→ **Raw data**
————

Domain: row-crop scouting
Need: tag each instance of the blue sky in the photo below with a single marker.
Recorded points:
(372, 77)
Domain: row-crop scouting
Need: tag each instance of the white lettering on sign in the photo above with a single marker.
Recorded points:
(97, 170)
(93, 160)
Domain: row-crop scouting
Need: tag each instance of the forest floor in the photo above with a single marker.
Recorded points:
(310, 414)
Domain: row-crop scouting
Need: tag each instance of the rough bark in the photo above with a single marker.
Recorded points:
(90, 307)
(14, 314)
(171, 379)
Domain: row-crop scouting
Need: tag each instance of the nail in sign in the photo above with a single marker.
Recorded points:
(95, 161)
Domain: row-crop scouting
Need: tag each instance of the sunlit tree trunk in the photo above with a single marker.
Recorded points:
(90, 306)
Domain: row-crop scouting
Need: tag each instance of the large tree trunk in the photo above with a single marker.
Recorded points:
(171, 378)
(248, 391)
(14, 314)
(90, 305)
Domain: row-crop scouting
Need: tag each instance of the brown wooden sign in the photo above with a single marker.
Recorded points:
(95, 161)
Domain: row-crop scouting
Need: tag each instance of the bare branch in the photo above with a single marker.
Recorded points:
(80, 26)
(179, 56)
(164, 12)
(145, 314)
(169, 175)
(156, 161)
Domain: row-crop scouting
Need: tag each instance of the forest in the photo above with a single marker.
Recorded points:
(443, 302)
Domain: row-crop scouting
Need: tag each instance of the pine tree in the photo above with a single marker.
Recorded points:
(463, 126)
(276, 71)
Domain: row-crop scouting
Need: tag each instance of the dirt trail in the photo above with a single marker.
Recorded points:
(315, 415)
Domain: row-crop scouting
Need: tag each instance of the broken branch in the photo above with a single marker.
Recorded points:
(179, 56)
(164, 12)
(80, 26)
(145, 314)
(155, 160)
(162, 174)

————

→ **Short task**
Can you reproduce every record above with each "single marker" swapped for "single pin", leaving everything else unchanged?

→ **Task response**
Domain: row-crop scouting
Need: tag each instance of the blue sky in the photo below with a single pin.
Recorded points:
(372, 77)
Domain: row-crop scouting
Need: tag each instance of the white lettering on sign in the photo above with a single pin.
Recorded points:
(97, 170)
(93, 160)
Domain: row-crop scouting
Need: tag each instance of the forest floor in the photo above with a single pin.
Recorded points:
(310, 414)
Domain: row-crop scouting
Need: tag each instance of the rough bark in the photo above with a single pin.
Recorded points:
(90, 307)
(14, 314)
(171, 379)
Domain: row-crop scouting
Need: tag each instance of the nail in sign in the photo above with a single pin.
Recorded points:
(95, 161)
Domain: row-crop scouting
Need: tag each instance of the sunlit tree trunk in the photo above with a single pin.
Recorded points:
(90, 306)
Domain: row-crop scouting
Need: tag each instance of the large tree trunk in the photo above with a single pin.
Recorded points:
(171, 378)
(248, 391)
(14, 314)
(90, 305)
Domain: row-crop scouting
Need: tag each instance of the brown wooden sign in the photo above with a single pin.
Recorded points:
(95, 161)
Domain: row-crop scouting
Need: tag each instance of the bare branch in the photo above with a single pin.
Recorded points:
(80, 26)
(179, 56)
(164, 12)
(145, 314)
(169, 175)
(156, 161)
Domain: row-crop scouting
Need: tag each instance of the forest in the photo above with a single pin.
Recorded points:
(443, 302)
Domain: row-crop scouting
Need: tag each instance of the pine tree in the photo above with a single pin.
Recorded points:
(463, 126)
(276, 71)
Domain: row-crop scouting
Need: tag each instance of the dirt trail in the photo above with a single pin.
Recorded points:
(315, 415)
Domain: row-crop scouting
Need: tag each instance of the broken branch in the photo above with a single pin.
Recorded points:
(179, 56)
(164, 12)
(80, 26)
(145, 314)
(155, 160)
(162, 174)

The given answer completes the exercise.